Task statement. Convert the lines below into a JSON list of strings, with one string per line and no entries for blank lines.

══ Record extracts ══

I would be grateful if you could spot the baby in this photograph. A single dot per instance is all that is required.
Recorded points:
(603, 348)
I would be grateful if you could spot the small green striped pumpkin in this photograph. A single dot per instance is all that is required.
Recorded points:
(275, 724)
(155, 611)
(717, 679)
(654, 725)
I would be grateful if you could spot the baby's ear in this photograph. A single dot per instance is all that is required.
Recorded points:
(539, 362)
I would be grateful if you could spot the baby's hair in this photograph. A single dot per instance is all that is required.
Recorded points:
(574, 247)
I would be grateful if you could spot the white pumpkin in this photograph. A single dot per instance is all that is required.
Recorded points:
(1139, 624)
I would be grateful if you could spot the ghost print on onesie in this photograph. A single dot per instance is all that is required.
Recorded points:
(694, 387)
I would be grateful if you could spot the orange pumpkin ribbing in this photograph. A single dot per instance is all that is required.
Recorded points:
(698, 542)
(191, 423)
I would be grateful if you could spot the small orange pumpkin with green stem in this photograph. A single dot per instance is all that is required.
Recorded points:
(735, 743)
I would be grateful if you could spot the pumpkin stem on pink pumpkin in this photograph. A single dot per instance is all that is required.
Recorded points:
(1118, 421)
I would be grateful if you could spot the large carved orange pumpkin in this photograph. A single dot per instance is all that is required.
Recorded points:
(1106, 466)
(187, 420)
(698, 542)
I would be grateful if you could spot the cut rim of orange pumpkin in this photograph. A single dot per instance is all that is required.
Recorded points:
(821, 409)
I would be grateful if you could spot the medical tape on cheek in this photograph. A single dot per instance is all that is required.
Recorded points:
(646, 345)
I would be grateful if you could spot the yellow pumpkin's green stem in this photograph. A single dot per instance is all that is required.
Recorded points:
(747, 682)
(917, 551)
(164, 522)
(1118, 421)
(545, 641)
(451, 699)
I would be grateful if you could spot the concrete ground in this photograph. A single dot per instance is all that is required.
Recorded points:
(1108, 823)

═══

Solution to the exercise.
[
  "I would be grateful if you could spot the baby in this photograph. A single dot per instance is all that is required.",
  "Recorded points:",
  "(603, 348)",
  "I would be grateful if you could spot the small green striped pumpkin in this photograph. A single dot per instance is all that is required.",
  "Recorded points:",
  "(275, 724)",
  "(155, 611)",
  "(717, 679)",
  "(654, 725)",
  "I would be grateful if you could spot the baby's ear in this photograph. A single dot per instance is all that is required.",
  "Recorded points:",
  "(539, 362)",
  "I would be grateful if you could spot the baby's hair in this photograph. A single dot per instance is all that is required.",
  "Recorded points:",
  "(574, 247)",
  "I would be grateful if you could spot the white pumpkin in this photograph. A single dot per instance is all that is required.",
  "Recorded points:",
  "(1139, 624)",
  "I would be grateful if you could spot the ghost print on onesie in this photograph. A single dot per instance is all that is required.",
  "Recorded points:",
  "(694, 387)",
  "I would be grateful if you could spot the orange pumpkin ribbing in this photograph. A single dot per instance is all that is required.",
  "Recorded points:",
  "(698, 542)",
  "(191, 423)",
  "I would be grateful if you could spot the small orange pumpkin with green stem in this photograph. A single dot per instance is all that is required.",
  "Recorded points:",
  "(735, 743)",
  "I would be grateful if you could spot the pumpkin stem on pink pumpkin in this photograph. A single dot per instance is all that is required.",
  "Recorded points:",
  "(1118, 421)",
  "I would be grateful if you could spot the large carved orange pumpkin in this photograph. A single dot per instance is all that is required.",
  "Recorded points:",
  "(1106, 466)",
  "(187, 420)",
  "(698, 542)",
  "I would be grateful if you could spot the cut rim of orange pumpkin in this photograph. A single dot per instance is all that is required.",
  "Recorded points:",
  "(821, 409)",
  "I would be grateful if you could spot the medical tape on cheek in this photograph. A single dot per instance is all that is required.",
  "Recorded points:",
  "(646, 345)",
  "I would be grateful if you could spot the yellow pumpkin's green stem in this photograph. A single dot per instance is all that is required.",
  "Recorded points:",
  "(747, 682)",
  "(917, 551)",
  "(164, 522)",
  "(1118, 421)",
  "(545, 641)",
  "(451, 699)",
  "I would be grateful if you could spot the concrete ground in this photograph. A single dot per instance is all that is required.",
  "Recorded points:",
  "(1108, 823)"
]